START SOURCE DATA

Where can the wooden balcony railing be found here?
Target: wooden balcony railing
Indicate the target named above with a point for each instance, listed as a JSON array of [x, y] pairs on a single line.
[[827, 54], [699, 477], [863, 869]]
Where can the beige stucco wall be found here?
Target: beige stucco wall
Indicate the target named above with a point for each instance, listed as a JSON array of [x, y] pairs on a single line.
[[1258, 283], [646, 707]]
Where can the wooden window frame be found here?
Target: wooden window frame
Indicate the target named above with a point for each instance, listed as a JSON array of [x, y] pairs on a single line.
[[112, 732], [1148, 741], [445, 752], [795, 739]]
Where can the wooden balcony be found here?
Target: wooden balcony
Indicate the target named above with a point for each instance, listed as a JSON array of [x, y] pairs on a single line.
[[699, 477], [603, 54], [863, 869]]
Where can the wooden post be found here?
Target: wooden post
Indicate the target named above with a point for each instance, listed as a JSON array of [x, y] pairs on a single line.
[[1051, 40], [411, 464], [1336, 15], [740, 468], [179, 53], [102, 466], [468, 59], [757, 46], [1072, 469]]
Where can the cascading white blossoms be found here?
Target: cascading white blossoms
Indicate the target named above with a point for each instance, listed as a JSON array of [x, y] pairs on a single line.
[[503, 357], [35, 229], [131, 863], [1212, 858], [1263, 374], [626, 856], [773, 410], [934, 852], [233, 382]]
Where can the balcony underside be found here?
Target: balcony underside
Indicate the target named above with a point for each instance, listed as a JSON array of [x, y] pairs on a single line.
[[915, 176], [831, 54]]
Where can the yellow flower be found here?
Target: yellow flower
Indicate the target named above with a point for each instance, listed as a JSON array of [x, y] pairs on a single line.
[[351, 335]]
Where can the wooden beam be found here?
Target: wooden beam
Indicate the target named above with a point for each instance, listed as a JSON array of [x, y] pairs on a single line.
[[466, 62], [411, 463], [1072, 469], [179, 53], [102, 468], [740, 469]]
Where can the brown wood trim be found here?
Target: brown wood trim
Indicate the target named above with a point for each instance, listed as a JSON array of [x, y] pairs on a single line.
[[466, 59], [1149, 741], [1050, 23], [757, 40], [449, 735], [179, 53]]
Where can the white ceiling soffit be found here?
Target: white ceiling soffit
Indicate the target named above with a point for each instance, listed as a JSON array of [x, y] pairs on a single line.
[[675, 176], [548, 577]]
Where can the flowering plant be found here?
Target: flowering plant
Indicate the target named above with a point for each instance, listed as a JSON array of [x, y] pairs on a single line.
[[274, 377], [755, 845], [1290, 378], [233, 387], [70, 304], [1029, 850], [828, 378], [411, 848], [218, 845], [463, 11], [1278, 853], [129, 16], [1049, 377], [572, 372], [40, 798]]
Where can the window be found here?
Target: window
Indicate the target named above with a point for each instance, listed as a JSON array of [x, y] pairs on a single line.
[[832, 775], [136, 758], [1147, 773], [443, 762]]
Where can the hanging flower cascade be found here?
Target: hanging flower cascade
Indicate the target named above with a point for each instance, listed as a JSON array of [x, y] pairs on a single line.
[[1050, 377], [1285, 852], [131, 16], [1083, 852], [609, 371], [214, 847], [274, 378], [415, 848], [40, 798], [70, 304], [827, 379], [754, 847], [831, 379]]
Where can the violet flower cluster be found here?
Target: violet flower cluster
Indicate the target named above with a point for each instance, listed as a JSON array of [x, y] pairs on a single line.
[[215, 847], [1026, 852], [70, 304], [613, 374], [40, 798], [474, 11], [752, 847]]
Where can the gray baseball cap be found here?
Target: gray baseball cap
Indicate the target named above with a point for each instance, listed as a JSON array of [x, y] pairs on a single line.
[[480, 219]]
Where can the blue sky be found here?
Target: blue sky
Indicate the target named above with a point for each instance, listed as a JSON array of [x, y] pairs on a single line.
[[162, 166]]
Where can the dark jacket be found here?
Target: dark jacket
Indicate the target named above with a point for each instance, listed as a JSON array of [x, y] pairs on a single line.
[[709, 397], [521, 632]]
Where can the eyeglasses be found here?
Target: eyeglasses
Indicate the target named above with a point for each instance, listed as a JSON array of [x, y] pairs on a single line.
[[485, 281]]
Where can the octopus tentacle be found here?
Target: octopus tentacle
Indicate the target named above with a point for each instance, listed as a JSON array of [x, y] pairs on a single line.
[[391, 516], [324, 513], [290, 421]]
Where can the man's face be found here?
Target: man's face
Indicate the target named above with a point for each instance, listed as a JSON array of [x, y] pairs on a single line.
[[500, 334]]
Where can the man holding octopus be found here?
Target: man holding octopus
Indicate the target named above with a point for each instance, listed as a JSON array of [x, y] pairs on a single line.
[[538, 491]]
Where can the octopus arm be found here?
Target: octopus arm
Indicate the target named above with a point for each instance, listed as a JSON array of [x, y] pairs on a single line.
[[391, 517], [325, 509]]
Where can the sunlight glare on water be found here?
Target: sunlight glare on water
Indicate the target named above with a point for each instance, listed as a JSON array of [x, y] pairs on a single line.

END SOURCE DATA

* [BRIEF] What is needed is an exact copy of all the records above.

* [WRITTEN SOLUTION]
Where can the wooden balcony railing be found here?
Target: wooden balcony railing
Indicate the target named above with a point for each instance, listed as a JSON array of [x, y] pairs on a single line.
[[827, 54], [699, 477], [863, 869]]
Where can the beige stucco wall be found here?
Target: beige stucco wall
Indicate the target named above with a point for each instance, listed as a JSON array of [x, y] pairs on a single line.
[[1258, 283], [646, 707]]
Where can the wooden window frame be found here?
Target: wooden window frame
Indicate the target named above with a point for each instance, listed as a JSON array of [x, y] pairs on a single line.
[[112, 732], [1148, 741], [445, 752], [795, 739]]
Where can the wooden balcony be found here?
Target: wooden balcony
Indicate the target named above with a point for each instance, listed as a JSON array of [x, y] pairs on a single line.
[[699, 477], [603, 54], [863, 869]]
Where can the wooden post be found here?
Target: wooden post
Indicate the target named above with a point for each instance, listed as a JSON array of [x, y] pairs on a single line.
[[1051, 40], [411, 464], [1336, 15], [740, 468], [179, 53], [102, 466], [468, 59], [757, 46], [1072, 469]]
Where can the cascading white blossoms be found here?
Target: cascading white blossoms
Indicate the target named above with a point for each instance, listed as a JSON array of [x, y] pairs on a single line.
[[503, 357], [35, 229], [131, 863], [1212, 858], [1263, 374], [626, 856], [773, 410], [934, 852], [233, 382]]
Where can the balcony underside be found here?
Target: balcony underside
Indicate the target named above with a point for each instance, listed as a JSON array of [x, y] pairs on a single line.
[[915, 176], [831, 54]]
Where can the yellow flower be found here?
Target: yellow flower
Indicate the target named above with a point for each instance, listed as a JSON array of [x, y] pairs on a single line.
[[351, 335]]
Where can the wooden beam be found here?
Target: wooden beam
Indicate the target named above with a point for each instance, listed as a JSON array of [x, y] pairs on a single line.
[[466, 62], [411, 463], [1072, 469], [179, 53], [102, 468], [740, 469]]
Where can the brown wood trim be found here?
Target: brown wood trim
Indicate the target named above with a point for each instance, listed as a JSON array of [x, y] pairs on a single line.
[[466, 59], [1149, 741], [1050, 23], [757, 40], [449, 735], [179, 53]]
Where can the white ceiling soffit be found here?
Target: white ceiling soffit
Indicate the target named above with a point for each instance, listed as a JSON array of [x, y] pairs on a single line.
[[675, 176], [548, 577]]
Where can the flowering plant be found here?
Target: flowering plant
Indicate the target named above with a point for each instance, listed as a JSON array of [x, y] pairs on a single line.
[[274, 377], [755, 845], [1290, 378], [233, 387], [70, 304], [1029, 850], [828, 378], [411, 848], [218, 845], [463, 11], [1278, 853], [129, 16], [1049, 377], [572, 372], [40, 798]]
Where can the window be found here?
Target: window
Indicate the target named above with a point for each instance, listed as a JSON array of [x, y] pairs on a single line.
[[832, 775], [136, 758], [1147, 773], [443, 762]]
Where can the hanging flower cascade be found here?
Target: hanging flower cascade
Indicate the target named above with a point for each instance, listed as a JSON array of [x, y] pairs on a single line.
[[1050, 377], [1285, 852], [131, 16], [1083, 852], [609, 371], [214, 847], [274, 378], [415, 848], [40, 798], [70, 304], [827, 379], [754, 847], [831, 379]]
Where can the violet flower cluster be found here?
Target: violet flower cluster
Indicate the target named above with a point for each instance, listed as a JSON array of [x, y] pairs on a single line.
[[215, 847], [1026, 852], [70, 304], [613, 374], [40, 798], [474, 11], [752, 847]]
Where can the gray baseball cap be found here?
Target: gray baseball cap
Indicate the target named above with a point for each instance, listed as a JSON array of [x, y] pairs on a single line.
[[480, 219]]
Where can the blue sky be found here?
Target: blue sky
Indicate the target named above with a point for each instance, listed as a JSON array of [x, y] pairs on a single line.
[[162, 166]]
Where can the dark jacket be found here?
Target: dark jacket
Indicate the target named above with a point for each instance, listed as a JSON array of [x, y] pairs on a single line.
[[709, 397], [521, 632]]
Where can the eyeglasses be found here?
Target: eyeglasses
Indicate the target named above with a point for each instance, listed as a JSON array of [x, y] pairs on a single line.
[[485, 281]]
Where can the octopus tentacle be found here?
Target: octopus tentacle
Indicate the target named above with a point for each instance, listed as a JSON array of [x, y] pairs on a single line.
[[391, 516], [324, 513], [290, 421]]
Where can the man's face be found here?
Target: man's face
Indicate the target named above with a point for each instance, listed as a JSON array of [x, y] pairs on a single line.
[[500, 334]]
Where can the man holding octopus be found here?
Target: man holding octopus
Indicate the target named above with a point for each instance, listed as a JSON array of [x, y] pairs on a single line.
[[538, 491]]
Where can the octopus arm be found here?
Target: octopus arm
Indicate the target named above with a point for each instance, listed as a JSON array of [x, y] pairs on a single line.
[[391, 517], [325, 509]]
Where can the sunlight glare on water be found here?
Target: sunlight glare on water
Indicate the target named above with a point for each instance, listed as a JSON array of [x, y] pairs on a single line.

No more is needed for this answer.